▶ **Task requirements**: Copy the records, starting at the beginning and ending with the line that contains "248], [646, 208]]", but replace "bare" with "leafless" and leave everything else unchanged.

========

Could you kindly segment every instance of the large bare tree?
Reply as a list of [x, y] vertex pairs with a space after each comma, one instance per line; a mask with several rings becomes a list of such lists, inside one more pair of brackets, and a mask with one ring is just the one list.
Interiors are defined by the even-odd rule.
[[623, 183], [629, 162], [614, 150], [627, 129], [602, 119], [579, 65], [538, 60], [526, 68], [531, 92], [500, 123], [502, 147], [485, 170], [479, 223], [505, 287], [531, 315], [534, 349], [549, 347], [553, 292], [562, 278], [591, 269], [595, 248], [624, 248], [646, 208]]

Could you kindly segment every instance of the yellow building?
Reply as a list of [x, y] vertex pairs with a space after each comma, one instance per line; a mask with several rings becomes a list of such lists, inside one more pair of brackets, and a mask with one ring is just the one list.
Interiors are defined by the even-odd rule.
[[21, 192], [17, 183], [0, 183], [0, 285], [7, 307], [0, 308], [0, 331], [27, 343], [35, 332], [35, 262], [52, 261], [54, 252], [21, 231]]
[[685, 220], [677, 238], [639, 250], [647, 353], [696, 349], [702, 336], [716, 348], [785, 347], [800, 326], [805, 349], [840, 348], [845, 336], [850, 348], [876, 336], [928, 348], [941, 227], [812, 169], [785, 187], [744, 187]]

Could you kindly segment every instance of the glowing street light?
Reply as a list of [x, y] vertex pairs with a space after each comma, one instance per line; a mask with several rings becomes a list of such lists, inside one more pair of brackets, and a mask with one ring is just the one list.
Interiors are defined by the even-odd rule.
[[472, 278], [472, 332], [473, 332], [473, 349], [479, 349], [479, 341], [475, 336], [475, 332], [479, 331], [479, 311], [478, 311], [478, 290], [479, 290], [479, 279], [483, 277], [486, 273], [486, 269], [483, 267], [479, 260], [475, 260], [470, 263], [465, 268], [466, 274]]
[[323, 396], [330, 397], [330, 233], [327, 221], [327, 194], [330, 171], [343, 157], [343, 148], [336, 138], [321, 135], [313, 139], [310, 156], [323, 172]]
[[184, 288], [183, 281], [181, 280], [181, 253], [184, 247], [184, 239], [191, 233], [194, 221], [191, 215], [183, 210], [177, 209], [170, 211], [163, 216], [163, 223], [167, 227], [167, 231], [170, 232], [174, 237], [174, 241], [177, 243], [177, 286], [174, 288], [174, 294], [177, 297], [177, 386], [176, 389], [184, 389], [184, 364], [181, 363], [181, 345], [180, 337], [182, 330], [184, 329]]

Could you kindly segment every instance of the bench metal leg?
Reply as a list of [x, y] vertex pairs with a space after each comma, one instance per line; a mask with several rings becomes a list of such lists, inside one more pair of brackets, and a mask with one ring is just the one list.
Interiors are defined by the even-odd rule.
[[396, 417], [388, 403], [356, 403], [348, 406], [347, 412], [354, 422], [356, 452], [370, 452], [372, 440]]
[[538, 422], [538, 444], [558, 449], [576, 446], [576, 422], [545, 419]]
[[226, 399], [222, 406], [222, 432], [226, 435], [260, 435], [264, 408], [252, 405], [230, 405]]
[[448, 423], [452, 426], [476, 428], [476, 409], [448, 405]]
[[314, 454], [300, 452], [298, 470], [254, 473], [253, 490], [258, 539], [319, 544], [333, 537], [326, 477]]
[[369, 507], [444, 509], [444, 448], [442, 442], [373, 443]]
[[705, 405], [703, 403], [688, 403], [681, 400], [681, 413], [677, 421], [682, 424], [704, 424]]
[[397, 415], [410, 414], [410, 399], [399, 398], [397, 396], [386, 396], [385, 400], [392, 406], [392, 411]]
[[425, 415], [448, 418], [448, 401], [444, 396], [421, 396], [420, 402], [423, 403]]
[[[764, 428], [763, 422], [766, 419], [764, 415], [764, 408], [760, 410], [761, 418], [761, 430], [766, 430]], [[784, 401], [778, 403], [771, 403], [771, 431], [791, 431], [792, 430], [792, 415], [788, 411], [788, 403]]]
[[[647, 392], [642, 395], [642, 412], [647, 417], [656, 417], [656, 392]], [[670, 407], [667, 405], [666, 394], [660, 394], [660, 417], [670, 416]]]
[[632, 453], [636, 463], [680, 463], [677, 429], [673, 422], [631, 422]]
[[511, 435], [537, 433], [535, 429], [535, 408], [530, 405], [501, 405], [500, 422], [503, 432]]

========

▶ **Written answer**:
Could you kindly segment every instance of the large leafless tree?
Reply as a list of [x, y] vertex pairs with a space after each comma, one instance per line; a mask with several rings becomes a list of such lists, inside one more pair of brackets, and a mask with one ring is just the one list.
Interiors are defined by the even-odd rule.
[[623, 183], [629, 162], [614, 150], [627, 129], [602, 119], [579, 65], [538, 60], [526, 68], [531, 92], [500, 123], [502, 147], [485, 170], [479, 223], [505, 287], [531, 315], [534, 349], [549, 347], [553, 292], [562, 278], [591, 269], [595, 248], [624, 248], [646, 208]]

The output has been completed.